● Given information
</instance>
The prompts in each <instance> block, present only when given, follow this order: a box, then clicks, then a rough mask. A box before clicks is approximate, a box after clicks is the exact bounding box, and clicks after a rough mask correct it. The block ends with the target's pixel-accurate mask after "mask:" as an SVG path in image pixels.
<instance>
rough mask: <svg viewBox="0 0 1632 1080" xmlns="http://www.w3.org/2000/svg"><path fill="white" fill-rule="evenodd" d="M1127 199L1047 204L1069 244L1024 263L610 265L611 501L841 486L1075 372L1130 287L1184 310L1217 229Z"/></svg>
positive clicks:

● Required action
Would you please write out all the entries exactly?

● Response to this task
</instance>
The prompts in each <instance> block, present only when given, follow this order: a box, then clicks, then a rough mask. A box before clicks is approximate, a box after clicks is the exact bounding box, and clicks after a rough mask correct it. The block ends with the target's pixel-accurate mask after "mask:" as an SVG path in image pixels.
<instance>
rough mask: <svg viewBox="0 0 1632 1080" xmlns="http://www.w3.org/2000/svg"><path fill="white" fill-rule="evenodd" d="M1127 199L1047 204L1069 244L1024 263L610 265L611 501L841 486L1075 372L1130 287L1184 310L1217 229Z"/></svg>
positive clicks:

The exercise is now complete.